- **Challenge**:
Copy nothing but the lines running from the one containing "Could you point out the black exercise" through the end of the listing below. Drop the pictures.

Dataset excerpt:
● ● ●
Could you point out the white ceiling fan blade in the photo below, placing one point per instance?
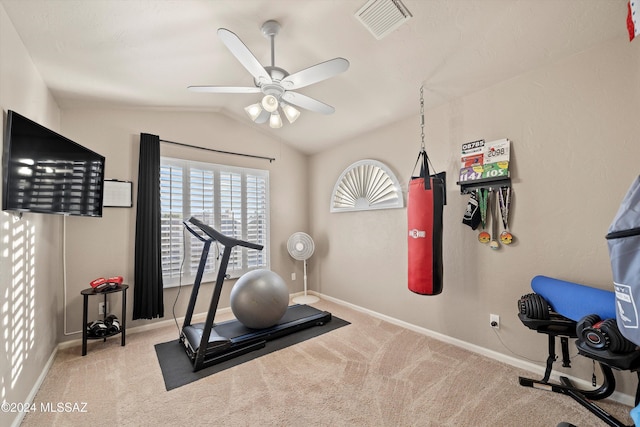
(244, 55)
(263, 117)
(316, 73)
(224, 89)
(308, 103)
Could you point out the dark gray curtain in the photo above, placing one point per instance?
(147, 292)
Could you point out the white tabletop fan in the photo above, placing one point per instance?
(300, 246)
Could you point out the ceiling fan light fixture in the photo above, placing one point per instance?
(253, 111)
(290, 112)
(275, 121)
(270, 103)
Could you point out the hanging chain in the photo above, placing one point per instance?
(422, 116)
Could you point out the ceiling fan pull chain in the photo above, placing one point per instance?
(422, 116)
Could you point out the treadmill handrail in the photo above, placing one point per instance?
(216, 235)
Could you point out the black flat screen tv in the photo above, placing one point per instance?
(44, 172)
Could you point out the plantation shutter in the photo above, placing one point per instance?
(233, 200)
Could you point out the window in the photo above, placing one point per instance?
(234, 201)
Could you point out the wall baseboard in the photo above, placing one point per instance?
(34, 390)
(622, 398)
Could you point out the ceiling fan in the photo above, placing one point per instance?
(275, 83)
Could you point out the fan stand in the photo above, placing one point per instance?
(305, 299)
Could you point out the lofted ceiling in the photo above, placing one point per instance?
(144, 53)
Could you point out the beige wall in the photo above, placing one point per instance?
(30, 267)
(574, 129)
(101, 247)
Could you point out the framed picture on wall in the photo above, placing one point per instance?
(117, 194)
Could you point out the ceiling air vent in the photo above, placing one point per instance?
(381, 17)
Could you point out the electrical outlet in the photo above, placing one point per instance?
(101, 308)
(494, 321)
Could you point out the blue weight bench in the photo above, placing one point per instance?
(567, 310)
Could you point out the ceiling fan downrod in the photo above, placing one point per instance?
(270, 30)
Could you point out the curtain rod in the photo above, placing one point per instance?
(271, 159)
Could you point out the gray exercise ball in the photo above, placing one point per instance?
(259, 299)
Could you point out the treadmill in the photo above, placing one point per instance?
(209, 343)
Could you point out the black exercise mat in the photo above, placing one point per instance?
(177, 369)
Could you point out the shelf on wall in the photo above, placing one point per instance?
(467, 186)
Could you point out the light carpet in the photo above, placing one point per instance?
(371, 373)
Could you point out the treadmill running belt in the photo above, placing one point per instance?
(233, 329)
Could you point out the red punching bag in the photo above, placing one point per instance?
(425, 202)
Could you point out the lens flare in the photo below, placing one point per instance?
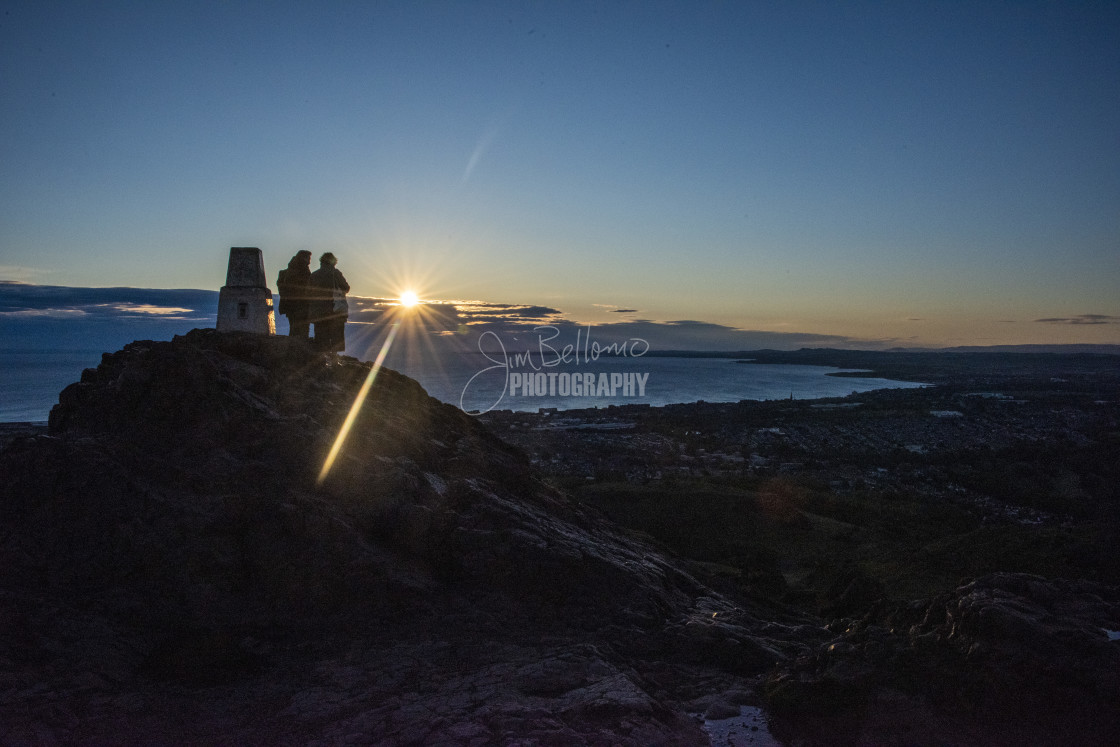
(358, 401)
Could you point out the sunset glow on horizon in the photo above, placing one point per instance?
(898, 174)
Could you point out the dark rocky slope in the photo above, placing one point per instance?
(173, 573)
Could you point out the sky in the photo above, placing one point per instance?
(871, 174)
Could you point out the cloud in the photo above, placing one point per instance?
(106, 318)
(106, 302)
(1082, 318)
(57, 317)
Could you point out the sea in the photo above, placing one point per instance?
(30, 381)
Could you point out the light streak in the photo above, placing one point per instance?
(358, 401)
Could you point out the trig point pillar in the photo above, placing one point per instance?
(244, 304)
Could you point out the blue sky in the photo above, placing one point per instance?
(912, 174)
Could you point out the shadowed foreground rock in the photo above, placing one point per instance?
(1007, 659)
(171, 573)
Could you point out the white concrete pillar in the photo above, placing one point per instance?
(244, 304)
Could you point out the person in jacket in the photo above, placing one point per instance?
(295, 304)
(329, 309)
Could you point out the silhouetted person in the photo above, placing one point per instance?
(328, 305)
(295, 301)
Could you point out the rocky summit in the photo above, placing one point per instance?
(175, 572)
(177, 568)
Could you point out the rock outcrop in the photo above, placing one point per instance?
(1006, 659)
(174, 571)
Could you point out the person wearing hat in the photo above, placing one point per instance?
● ● ●
- **Answer below**:
Could you point out the black exercise mat in the photo above, placing one point per instance?
(177, 369)
Could you point out the shelf on wall in the photo above, placing one point per instance?
(467, 186)
Could you point out the light carpet in the photo above, placing one point per instance?
(371, 373)
Could you point out the treadmill running belt in the photo above, placing one point per instance?
(233, 329)
Could you point out the red punching bag in the photo above, placing one point per instance?
(425, 202)
Could you point out the lens flare in the photo below, placing one point per instance?
(358, 401)
Could you point out the sunset glow on horizon in the photo above, placing one point per instance?
(898, 174)
Could you point out the dark rocky slope in the photo above, placing one point per instance?
(173, 573)
Could you point out the sky in the photo above, placing one point per instance?
(871, 174)
Could you point out the cloud in the photo above, placing one point per instance?
(106, 318)
(106, 302)
(1082, 318)
(57, 317)
Could you point out the sea in the photo above, placing one point per instance?
(30, 381)
Could you point out the light streak in the photo above, placing one point per instance?
(358, 401)
Could you point out the trig point pillar in the photo above, placing one point per instance?
(244, 304)
Could you point out the blue sky in the photo above, placing one point per instance?
(912, 174)
Could you point out the shadowed foreground rock in the photo above, placing one point per instance?
(1007, 659)
(171, 573)
Could you point out the white concrete pillar in the photo above, placing one point per instance?
(244, 304)
Could you point out the person in jacket in the photo above, placing one point per instance?
(295, 304)
(329, 309)
Could you point out the silhouetted person in the photo above, placing one point per instance?
(328, 305)
(295, 301)
Could you point out the rocky summit in the photo above, placing one point per instance?
(175, 572)
(177, 568)
Could you point out the rock outcrop in the photo above, placing one point per instance?
(1006, 659)
(174, 571)
Could you point out the person wearing hat in the photo above, placing one point per instance?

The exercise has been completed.